◆ **Kutipan Terpilih**:
=======
Suatu ketika, selesai saya bersembahyang di sebuah pura, saya memasukkan dana punia di kotak yang telah disediakan. Keponakan saya bertanya: “Untuk siapa dana punia itu? Kan tidak ada orang yang menjaga kotak itu?”
Saya jawab: “Kotak itu dijaga oleh Tuhan. Uang saya pun juga untuk Tuhan, supaya Tuhan punya utang sama saya.” Entah anak ini mengerti atau tidak, ia tak lagi bertanya.
Beberapa bulan kemudian, saya bersama dia datang ke Pura Dalem Puri di Besakih saat piodalan. Di sini, banyak umat memberikan dana punia. Ada panitia yang mencatat dan kemudian diumumkan namanya. Konon ada kebanggaan nama itu disebut dan didengar oleh banyak orang. Saya juga memberikan dana punia, dan dicatat oleh panitia.
Keponakan saya seperti orang bengong karena perhatiannya tertuju pada pengeras suara. Sampai akhir pembacaan nama-nama penyumbang pada sesi itu, ia tak mendengar nama saya disebut. “Kok sumbangan Paman tidak diumumkan?” Saya jawab: “Sudah diumumkan, kan saya memakai nama asal-asalan. Orang tak perlu tahu nama saya, tapi Tuhan sudah pasti tahu. Yang penting sekarang Tuhan punya utang sama saya.”
Keponakan saya masih penasaran. “Kalau begitu, sudah berapa banyak Tuhan berutang pada Paman?” “Utang-utang Tuhan yang dulu semuanya sudah dibayar lunas, bahkan pakai bunga segala. Utang Tuhan sekarang ini, ya, sebesar yang saya puniakan tadi,” kata saya.
Karena keponakan saya diam, saya jelaskan panjang lebar. Setiap saya memberikan dana punia, ada saja karunia Tuhan yang saya dapatkan. Rejeki saya tak pernah seret dan itu selalu saya syukuri betapa pun kecilnya. Orang sering bimbang, bagaimana berdana punia kalau tak ada uang, beri dulu dong rejeki. Orang-orang semacam ini, meski pun diberi rejeki berlimpah, tetap akan pelit berdana punia. Dia bisa berkata, “gaji saya hanya sejuta, bagaimana bisa menyumbang?” Ketika bulan depannya gaji naik lima juta, dia tetap berkata: “baru lima juta, kebutuhan saya kan banyak”. Bahkan ketika dia dapat rejeki tambahan di luar gaji, tetap tidak melaksanakan dana punia, padahal ini jelas “ujian Tuhan”. Nah, kok Tuhan diajak main-main.
=======
◆ **Baris yang Diberikan**:
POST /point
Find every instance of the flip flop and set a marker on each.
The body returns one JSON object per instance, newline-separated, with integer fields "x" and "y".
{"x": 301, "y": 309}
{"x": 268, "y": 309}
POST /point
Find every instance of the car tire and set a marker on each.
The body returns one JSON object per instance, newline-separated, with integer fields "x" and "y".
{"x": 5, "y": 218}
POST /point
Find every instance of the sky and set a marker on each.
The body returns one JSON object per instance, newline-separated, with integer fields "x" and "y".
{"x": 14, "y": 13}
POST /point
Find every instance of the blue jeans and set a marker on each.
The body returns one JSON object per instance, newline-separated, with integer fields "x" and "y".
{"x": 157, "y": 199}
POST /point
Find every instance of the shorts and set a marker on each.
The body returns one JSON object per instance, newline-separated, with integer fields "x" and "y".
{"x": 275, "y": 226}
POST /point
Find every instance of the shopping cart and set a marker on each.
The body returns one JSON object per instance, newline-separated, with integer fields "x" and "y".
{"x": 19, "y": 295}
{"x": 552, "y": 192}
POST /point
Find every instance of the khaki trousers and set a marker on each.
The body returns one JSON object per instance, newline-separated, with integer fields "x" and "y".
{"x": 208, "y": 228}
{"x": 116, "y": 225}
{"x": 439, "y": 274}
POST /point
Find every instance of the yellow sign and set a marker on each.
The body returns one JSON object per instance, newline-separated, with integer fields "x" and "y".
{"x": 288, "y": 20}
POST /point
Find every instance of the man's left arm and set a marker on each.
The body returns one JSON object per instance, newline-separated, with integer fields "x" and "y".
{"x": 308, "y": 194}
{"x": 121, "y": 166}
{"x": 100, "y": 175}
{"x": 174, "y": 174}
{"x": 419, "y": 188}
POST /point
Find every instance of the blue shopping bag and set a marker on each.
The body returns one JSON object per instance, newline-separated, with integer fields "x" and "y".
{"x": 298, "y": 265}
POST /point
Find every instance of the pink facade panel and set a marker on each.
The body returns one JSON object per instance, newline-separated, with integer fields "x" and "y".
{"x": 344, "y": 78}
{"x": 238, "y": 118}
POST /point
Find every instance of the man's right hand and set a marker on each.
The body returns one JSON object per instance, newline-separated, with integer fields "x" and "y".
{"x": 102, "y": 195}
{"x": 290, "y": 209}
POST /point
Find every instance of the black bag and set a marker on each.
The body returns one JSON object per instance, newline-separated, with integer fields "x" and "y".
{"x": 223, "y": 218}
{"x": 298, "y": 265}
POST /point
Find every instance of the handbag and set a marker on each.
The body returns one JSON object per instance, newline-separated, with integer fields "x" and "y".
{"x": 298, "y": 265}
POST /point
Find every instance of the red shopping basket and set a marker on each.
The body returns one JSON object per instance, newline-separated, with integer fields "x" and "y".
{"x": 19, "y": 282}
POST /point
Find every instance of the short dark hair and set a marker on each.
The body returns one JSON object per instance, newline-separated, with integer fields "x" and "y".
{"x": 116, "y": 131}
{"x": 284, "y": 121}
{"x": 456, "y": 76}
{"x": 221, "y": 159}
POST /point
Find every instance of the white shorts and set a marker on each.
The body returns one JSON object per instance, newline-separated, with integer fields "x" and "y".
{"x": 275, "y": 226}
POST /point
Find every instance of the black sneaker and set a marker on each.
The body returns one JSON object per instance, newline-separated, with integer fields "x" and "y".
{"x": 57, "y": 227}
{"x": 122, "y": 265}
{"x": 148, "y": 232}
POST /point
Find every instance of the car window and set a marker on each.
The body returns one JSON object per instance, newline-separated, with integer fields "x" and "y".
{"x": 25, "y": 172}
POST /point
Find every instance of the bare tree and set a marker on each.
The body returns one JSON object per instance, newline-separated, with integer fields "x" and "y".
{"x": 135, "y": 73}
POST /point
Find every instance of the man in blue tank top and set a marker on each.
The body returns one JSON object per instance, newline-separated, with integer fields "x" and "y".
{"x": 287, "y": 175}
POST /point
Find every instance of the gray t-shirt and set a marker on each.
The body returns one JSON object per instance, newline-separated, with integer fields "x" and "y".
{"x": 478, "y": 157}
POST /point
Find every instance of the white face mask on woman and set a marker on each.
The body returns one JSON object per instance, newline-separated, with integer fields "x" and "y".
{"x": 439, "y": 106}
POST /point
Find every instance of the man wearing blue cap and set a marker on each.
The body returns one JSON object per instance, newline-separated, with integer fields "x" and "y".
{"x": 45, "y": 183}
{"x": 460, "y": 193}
=======
◆ **Tantangan**:
(1) Tulis ulang bagian kutipan tentang dana punia yang dimulai dari "Suatu ketika, selesai" dan berakhir pada "dicatat oleh panitia.", lalu ganti "dana punia" dengan "sumbangan".
(2) Perpanjang tulisan tentang dana punia itu mulai setelah kalimat terakhirnya.
Baris-baris itu tidak diperlukan di sini.

◆ **Jawaban Tugas**:
(1)
Suatu ketika, selesai saya bersembahyang di sebuah pura, saya memasukkan sumbangan di kotak yang telah disediakan. Keponakan saya bertanya: “Untuk siapa sumbangan itu? Kan tidak ada orang yang menjaga kotak itu?”
Saya jawab: “Kotak itu dijaga oleh Tuhan. Uang saya pun juga untuk Tuhan, supaya Tuhan punya utang sama saya.” Entah anak ini mengerti atau tidak, ia tak lagi bertanya.
Beberapa bulan kemudian, saya bersama dia datang ke Pura Dalem Puri di Besakih saat piodalan. Di sini, banyak umat memberikan sumbangan. Ada panitia yang mencatat dan kemudian diumumkan namanya. Konon ada kebanggaan nama itu disebut dan didengar oleh banyak orang. Saya juga memberikan sumbangan, dan dicatat oleh panitia.

(2)
Saya berkali-kali menerima anugrah Tuhan yang tak pernah saya pikirkan sebelumnya. Suatu kali saya “setengah ditodong” Rp 5 juta untuk perbaikan pura. Karena “todongan” itu dilaksanakan dalam pertemuan di pura, saya terima. Di dompet ada sekitar satu juta uang. “Saya siap, uangnya minggu depan,” kata saya. Dalam perjalanan pulang, saya mampir ke tempat seorang Sulinggih. Ternyata beliau sakit, saya pun membelikan obat-obatan dulu. Pulang ke rumah, yang saya pikirkan adalah bagaimana mencari uang, apa yang akan dijual. Saya tak punya tabungan lagi, uang sudah habis untuk membeli gamelan gong kebyar. Rupanya kegelisahan saya “dipantau” Tuhan. Sampai dirumah dan membuka email, dari email dari Seiichi Okawa di Tokyo. Isinya: “Buku Menggugat Bali edisi Jepang dicetak ulang yang ketiga, royalty sudah saya transfer ke bank bapak.” Rasanya saya seperti menangis terharu, tak pernah membayangkan rejeki itu, saya sudah melupakan buku itu pernah dicetak di Jepang. Saya sembahyang dan membayangkan Tuhan sebagai sahabat saya (Tuhan bisa diposisikan sebagai apa saja), lalu saya berucap: “Hyang Widhi, Kamu kok nggak mau saya utangi.”
Konsep dana punia dalam Hindu adalah menyerahkan sebagian kekayaan yang ada untuk makhluk Tuhan. Karena makhluk ciptaan Tuhan itu banyak sekali, ada manusia, binatang, tumbuh-tumbuhan, biarkanlah Tuhan yang mengaturnya, kepada siapa diberikan. Tuhan tentu menciptakan “alat” di dunia ini, boleh jadi berwujud panitia piodalan, sehingga hasil dana punia dipakai untuk piodalan atau memperbaiki pura. Mungkin saja “alat” itu bernama Lembaga Panti Asuhan, Lembaga Jompo, bahkan “alat” yang diciptakan Tuhan itu bernama Badan Dharma Dana Nasional. Lembaga ini tak akan berdiri tanpa campur tangan Tuhan. Nah, dana punia disalurkan oleh “alat-alat” yang diciptakan Tuhan itu, sesuai bidangnya. Karena itu, kalau kita menyumbang uang ke Lembaga Panti Asuhan jangan berharap uang itu akan dipakai memperbaiki pura.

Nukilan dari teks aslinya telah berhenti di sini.